**DOCUMENT EXTRACT**
•••

The Direct Marketing Association (The DMA) announced that it’s Directo Council for US Hispanic Marketing will visit members of Congress to discuss key issues affecting marketing to the Hispanic community, such as postal reform and privacy legislation.

The group of business leaders representing a $348 billion buying market, will focus primarily on how the crisis that is crippling the U. S. Postal Service (USPS) will impact marketers’ willingness to reach out to targeted audiences, like the Hispanic community. Council members are concerned that higher postal rates will trigger reduced targeting of the American-Hispanic market.

Directo Council members will also voice their opinions about privacy legislation. As privacy legislation focuses more on telemarketing, Council members are concerned that members of the Hispanic community are unaware of their rights as consumers. During this visit, they will encourage legislators to support their efforts to educate consumers through a multi-lingual education initiative, which will tentatively be launched in the fall of 2001.

“The Directo Council is concerned that our legislators are not taking into consideration how direct marketing issues such as postal rates, remote sales taxation and privacy legislation affect all audiences,” said Brenda Heggs, vice chair of the Directo Council and membership development program manager, AARP.

This initiative is a part of The DMA’s State Days on Capitol Hill Program, through which direct marketing executives visit Washington, DC for face to face meetings with members of Congress to discuss issues and to educate them about the issues affecting direct marketing.

The DMA Directo council was formed to educate direct marketers about the U.S. Hispanic market, to provide support in targeting this segment and to promote career and business opportunities for Hispanic members of the direct marketing professional community.

•••

**PROVIDED DATA**
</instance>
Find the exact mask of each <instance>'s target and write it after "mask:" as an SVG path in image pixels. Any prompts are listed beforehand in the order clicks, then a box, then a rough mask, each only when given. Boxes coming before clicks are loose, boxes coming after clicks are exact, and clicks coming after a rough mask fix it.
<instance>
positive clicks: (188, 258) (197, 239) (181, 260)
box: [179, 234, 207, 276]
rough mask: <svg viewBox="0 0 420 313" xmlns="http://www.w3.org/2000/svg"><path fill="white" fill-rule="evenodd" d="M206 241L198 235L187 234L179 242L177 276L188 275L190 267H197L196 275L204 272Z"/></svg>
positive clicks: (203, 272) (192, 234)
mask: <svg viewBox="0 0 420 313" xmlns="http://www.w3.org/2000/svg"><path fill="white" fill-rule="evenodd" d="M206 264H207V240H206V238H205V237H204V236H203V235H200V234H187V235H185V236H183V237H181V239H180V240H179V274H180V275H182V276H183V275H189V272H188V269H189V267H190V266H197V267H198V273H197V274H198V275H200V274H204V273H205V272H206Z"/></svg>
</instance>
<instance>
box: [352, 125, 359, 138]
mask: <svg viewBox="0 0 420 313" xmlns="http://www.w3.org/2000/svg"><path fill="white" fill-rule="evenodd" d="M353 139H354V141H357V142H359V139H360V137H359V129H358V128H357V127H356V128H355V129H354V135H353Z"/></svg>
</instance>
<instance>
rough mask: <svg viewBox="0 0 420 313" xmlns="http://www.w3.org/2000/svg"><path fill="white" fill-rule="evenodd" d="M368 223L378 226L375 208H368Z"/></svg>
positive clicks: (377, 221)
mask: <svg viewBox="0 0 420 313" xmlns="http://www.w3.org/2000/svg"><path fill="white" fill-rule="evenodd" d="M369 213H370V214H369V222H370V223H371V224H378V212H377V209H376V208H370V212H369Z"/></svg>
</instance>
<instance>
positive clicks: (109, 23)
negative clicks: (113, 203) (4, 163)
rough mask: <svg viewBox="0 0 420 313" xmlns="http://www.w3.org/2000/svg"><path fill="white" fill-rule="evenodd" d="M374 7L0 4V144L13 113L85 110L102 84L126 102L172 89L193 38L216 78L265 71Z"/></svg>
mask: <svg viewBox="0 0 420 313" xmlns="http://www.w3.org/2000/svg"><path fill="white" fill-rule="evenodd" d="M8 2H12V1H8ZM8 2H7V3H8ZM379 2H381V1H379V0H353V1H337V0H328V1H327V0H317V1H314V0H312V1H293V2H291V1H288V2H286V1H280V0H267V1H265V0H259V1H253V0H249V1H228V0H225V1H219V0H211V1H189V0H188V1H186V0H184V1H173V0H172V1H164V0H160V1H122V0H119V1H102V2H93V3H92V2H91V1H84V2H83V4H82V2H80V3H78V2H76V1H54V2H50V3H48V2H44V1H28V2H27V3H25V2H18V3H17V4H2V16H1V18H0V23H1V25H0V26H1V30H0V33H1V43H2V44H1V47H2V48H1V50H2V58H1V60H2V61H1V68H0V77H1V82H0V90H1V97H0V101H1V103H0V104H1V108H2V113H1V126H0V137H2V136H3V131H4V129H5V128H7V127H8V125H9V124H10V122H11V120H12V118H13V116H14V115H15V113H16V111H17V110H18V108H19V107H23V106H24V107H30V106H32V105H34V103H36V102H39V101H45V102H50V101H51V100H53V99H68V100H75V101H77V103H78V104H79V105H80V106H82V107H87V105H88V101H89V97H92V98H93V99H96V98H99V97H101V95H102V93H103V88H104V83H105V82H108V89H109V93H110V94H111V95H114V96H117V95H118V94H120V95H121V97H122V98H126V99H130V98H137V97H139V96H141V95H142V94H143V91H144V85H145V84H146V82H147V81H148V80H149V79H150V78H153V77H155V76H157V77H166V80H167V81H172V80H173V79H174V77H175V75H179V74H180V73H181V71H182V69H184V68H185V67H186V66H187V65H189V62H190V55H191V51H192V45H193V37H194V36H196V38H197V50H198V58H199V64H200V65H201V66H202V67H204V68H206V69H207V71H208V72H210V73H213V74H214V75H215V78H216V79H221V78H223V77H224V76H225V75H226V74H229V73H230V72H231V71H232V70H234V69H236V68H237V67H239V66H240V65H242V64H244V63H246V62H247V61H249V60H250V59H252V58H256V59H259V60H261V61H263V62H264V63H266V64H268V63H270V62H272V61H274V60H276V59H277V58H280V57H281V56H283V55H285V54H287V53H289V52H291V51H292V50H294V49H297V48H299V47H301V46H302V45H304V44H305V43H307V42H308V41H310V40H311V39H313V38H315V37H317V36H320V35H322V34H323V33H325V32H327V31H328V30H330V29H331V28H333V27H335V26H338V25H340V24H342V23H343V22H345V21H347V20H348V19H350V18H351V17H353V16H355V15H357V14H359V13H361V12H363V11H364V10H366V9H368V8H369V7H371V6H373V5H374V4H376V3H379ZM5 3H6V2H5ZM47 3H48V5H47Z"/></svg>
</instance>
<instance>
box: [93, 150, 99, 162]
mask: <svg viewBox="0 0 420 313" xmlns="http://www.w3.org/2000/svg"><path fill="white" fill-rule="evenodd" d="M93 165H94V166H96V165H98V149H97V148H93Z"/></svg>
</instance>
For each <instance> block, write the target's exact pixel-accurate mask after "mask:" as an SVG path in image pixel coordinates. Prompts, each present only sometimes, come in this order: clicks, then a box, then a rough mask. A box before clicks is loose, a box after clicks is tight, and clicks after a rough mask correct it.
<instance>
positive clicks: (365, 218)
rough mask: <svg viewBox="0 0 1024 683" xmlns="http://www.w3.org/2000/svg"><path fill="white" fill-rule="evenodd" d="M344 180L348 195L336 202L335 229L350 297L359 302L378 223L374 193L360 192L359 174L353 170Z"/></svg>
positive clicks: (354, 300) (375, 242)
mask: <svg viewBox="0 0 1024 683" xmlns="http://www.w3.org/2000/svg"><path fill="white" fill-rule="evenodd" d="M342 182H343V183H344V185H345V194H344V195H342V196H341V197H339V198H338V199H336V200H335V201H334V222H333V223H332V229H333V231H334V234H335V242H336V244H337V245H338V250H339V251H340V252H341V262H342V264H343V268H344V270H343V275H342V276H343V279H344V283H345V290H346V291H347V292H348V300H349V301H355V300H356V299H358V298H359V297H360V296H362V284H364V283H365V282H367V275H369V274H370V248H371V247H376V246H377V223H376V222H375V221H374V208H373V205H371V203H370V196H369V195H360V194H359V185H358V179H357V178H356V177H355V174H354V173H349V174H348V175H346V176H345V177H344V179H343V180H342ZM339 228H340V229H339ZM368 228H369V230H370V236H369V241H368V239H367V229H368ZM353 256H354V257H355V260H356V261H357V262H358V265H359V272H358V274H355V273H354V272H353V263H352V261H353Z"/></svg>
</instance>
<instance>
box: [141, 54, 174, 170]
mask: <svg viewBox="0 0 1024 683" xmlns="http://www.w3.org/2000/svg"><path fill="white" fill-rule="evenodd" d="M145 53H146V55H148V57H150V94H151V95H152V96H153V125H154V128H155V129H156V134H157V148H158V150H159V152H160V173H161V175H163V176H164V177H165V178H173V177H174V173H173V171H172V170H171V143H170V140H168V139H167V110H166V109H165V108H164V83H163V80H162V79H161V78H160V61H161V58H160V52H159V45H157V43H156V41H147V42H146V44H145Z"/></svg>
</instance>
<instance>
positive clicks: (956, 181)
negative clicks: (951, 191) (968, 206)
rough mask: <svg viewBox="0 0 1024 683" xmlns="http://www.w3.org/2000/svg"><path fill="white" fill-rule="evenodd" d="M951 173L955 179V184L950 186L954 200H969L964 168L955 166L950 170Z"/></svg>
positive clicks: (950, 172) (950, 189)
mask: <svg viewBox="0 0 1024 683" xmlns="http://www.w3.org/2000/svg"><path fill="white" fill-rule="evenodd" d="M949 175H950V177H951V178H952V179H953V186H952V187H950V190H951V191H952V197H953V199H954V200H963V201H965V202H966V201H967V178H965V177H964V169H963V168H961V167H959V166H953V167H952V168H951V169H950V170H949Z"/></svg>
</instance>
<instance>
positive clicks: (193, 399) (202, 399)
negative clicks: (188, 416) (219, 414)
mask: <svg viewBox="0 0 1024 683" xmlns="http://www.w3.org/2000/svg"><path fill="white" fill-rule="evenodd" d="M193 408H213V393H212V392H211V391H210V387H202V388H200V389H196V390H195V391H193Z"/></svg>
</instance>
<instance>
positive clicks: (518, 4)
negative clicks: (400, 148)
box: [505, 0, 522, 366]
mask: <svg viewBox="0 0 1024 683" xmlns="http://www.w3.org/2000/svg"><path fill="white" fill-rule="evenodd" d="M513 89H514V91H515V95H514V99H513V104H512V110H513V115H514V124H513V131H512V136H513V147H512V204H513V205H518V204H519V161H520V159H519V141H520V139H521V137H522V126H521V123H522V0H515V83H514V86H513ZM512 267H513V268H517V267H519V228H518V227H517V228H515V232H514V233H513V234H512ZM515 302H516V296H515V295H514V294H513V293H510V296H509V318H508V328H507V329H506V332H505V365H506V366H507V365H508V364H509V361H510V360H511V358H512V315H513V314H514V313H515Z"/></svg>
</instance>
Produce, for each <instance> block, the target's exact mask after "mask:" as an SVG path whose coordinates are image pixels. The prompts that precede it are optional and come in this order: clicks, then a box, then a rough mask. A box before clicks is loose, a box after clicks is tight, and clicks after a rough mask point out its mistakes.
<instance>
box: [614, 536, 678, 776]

•••

**YOUR TASKS**
[1] Copy word for word the part of the Directo Council announcement between "This initiative is" and "marketing professional community.", inclusive.
[2] Collect every line of the listing that contains the string "block".

**TASK RESPONSES**
[1]
This initiative is a part of The DMA’s State Days on Capitol Hill Program, through which direct marketing executives visit Washington, DC for face to face meetings with members of Congress to discuss issues and to educate them about the issues affecting direct marketing.

The DMA Directo council was formed to educate direct marketers about the U.S. Hispanic market, to provide support in targeting this segment and to promote career and business opportunities for Hispanic members of the direct marketing professional community.

[2]
For each <instance> block, write the target's exact pixel-accurate mask after "mask:" as an SVG path in image pixel coordinates. Prompts, each present only sometimes, come in this order: clicks, then a box, then a rough mask. A box before clicks is loose, a box after clicks is tight, and clicks after a rough mask correct it.
Produce, for each <instance> block, the target's exact mask after "mask:" as an SVG path whose coordinates are image pixels. The prompts that precede it are optional and come in this order: clicks, then a box, then a rough mask. A box before clicks is loose, a box after clicks is tight, and clicks after a rough mask point out its mistakes.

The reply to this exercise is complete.